Reproduce each line exactly, including spacing and punctuation.

[start Task input]

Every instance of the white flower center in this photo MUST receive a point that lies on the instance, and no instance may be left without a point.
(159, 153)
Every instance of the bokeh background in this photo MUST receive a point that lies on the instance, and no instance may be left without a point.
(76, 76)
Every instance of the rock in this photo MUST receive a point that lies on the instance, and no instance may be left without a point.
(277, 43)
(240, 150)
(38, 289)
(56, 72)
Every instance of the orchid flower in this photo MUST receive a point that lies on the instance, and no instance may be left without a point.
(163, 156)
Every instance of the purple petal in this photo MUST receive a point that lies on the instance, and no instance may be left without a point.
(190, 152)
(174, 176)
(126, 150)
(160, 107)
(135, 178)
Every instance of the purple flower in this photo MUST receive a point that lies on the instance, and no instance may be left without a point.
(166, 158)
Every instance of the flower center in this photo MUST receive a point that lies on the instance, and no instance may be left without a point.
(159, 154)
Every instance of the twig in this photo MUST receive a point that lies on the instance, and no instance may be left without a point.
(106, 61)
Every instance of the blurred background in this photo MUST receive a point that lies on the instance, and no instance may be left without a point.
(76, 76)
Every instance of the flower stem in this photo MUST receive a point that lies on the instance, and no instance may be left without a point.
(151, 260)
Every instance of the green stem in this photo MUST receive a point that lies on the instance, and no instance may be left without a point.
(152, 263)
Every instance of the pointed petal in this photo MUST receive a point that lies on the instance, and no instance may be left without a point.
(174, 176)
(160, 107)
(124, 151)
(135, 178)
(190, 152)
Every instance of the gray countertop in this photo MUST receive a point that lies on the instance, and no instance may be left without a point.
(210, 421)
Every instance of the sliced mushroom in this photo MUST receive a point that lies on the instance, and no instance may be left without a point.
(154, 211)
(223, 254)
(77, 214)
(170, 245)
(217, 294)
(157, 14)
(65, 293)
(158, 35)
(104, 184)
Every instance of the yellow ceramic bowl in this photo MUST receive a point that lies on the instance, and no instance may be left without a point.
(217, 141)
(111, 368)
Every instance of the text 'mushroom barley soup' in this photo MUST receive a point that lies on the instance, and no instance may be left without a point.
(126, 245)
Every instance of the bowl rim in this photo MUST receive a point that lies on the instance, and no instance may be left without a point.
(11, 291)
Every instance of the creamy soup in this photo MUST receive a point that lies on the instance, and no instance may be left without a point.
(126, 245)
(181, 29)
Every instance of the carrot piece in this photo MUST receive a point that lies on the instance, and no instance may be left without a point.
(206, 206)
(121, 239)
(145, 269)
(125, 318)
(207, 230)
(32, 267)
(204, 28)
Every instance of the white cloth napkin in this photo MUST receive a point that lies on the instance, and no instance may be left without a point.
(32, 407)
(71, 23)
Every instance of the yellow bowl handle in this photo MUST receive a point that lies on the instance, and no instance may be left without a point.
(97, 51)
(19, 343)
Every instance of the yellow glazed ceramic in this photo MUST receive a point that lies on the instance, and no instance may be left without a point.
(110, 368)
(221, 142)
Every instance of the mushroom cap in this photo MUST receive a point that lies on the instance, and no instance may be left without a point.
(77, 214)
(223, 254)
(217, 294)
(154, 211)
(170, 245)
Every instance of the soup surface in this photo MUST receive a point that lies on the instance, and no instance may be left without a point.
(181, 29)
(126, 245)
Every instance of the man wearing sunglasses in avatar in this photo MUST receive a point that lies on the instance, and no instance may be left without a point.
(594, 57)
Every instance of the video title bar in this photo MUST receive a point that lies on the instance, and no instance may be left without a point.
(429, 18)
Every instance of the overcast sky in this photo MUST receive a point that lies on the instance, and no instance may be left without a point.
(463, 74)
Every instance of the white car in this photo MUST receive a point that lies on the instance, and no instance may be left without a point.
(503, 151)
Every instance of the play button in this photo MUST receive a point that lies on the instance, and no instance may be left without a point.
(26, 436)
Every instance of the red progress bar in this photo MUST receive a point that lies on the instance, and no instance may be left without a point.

[end Task input]

## Response to the task
Every instance of the white flower center in this photo MUST receive a point that lies on the instance, and no instance may be left without a point.
(159, 153)
Every instance of the bokeh background in this photo MUST receive a point that lies on the instance, and no instance may be left without a point.
(76, 76)
Every instance of the rock in this photo MUST receive a point that lies on the instance, and no instance may be left without a point.
(277, 43)
(240, 150)
(38, 289)
(56, 72)
Every instance of the orchid flower in this photo MUST receive a point that lies on the instance, and no instance may be left without a point.
(163, 156)
Every instance of the purple petal in this photo MUST receive a point that lies on the instance, and no instance may be left without a point.
(190, 152)
(174, 176)
(126, 150)
(160, 107)
(135, 178)
Every instance of the purple flower in this photo MUST receive a point that lies on the instance, and no instance may be left without a point.
(166, 158)
Every instance of the flower center in this photo MUST receive a point that lies on the instance, and no instance may be left without a point.
(159, 154)
Every instance of the twig in this photo MUST receive a point that lies on the instance, and no instance may be left without a point.
(106, 61)
Every instance of the blurred background in this photo MUST receive a point that lies on the instance, and no instance may be left without a point.
(76, 76)
Every instance of the flower stem in this photo MUST receive a point that lies on the instance, and no instance may be left without a point.
(151, 260)
Every instance of the green stem in this photo MUST receive a point that lies on the instance, and no instance may be left without a point.
(152, 263)
Every instance of the pointed petal in this photo MUST receive a point that lies on the instance, and no instance may be left without a point.
(174, 176)
(160, 107)
(124, 151)
(135, 178)
(190, 152)
Every instance of the gray countertop in this photo MUST receive a point that lies on the instance, and no instance may be left without a point.
(210, 421)
Every instance of the sliced mushroom in this photo MUST receive a point that lies on the instance, and no instance may be left without a point.
(154, 211)
(223, 254)
(77, 214)
(170, 245)
(217, 294)
(157, 14)
(65, 293)
(158, 35)
(104, 184)
Every instance of the yellow ceramic bowl in this photo MUST receive a point that lies on the instance, and no instance may be left without a point.
(217, 141)
(111, 368)
Every instance of the text 'mushroom barley soup' in this photo MUST receive a point that lies on the instance, and no instance may be left without a point.
(126, 245)
Every instance of the bowl rim in this photo MUST receive a point that lies on the instance, and no instance may be left without a point.
(11, 291)
Every instance of the creamy soup in this photo MUST receive a point that lies on the instance, and no instance may be left without a point.
(126, 245)
(181, 29)
Every instance of the carrot piece in this photo MUST receive a point that lies on the instance, and no instance may be left without a point.
(206, 206)
(121, 239)
(145, 269)
(125, 318)
(207, 230)
(32, 267)
(204, 28)
Every instance of the white cloth napkin in this photo MUST receive a point that lies on the instance, and no instance may be left without a point.
(32, 407)
(71, 23)
Every instance of the yellow bowl handle in this photo MUST receive a point that lies on the instance, and no instance may be left without a point.
(97, 51)
(19, 343)
Every instance of the yellow glazed ceramic in this photo MUST receive a point that lies on the instance, and no instance may be left without a point.
(110, 368)
(221, 142)
Every instance of the mushroom cap in this photo MUST receive a point that lies on the instance, and no instance may be left without a point.
(77, 214)
(223, 254)
(217, 294)
(154, 211)
(170, 245)
Every instance of the soup surface in this photo MUST receive a point that lies on the instance, and no instance may be left without a point.
(181, 29)
(126, 245)
Every instance of the man wearing sunglasses in avatar in this photo MUST receive a point that lies on the instance, and no instance may be left without a point.
(594, 57)
Every instance of the video title bar in this photo MUST receive a point that lies on the instance, and no instance may be left without a point.
(429, 18)
Every instance of the overcast sky in this photo MUST receive a point that lies on the instance, and no instance may be left without a point.
(463, 74)
Every instance of the white car in this photo MUST receive a point that lies on the instance, and no instance may be left without a point.
(503, 151)
Every instance of the play button in this photo MUST receive a point that lies on the instance, and no instance may be left without a point.
(26, 436)
Every instance of the red progress bar in this photo MUST receive a point that lies on the instance, and no instance may be left without a point.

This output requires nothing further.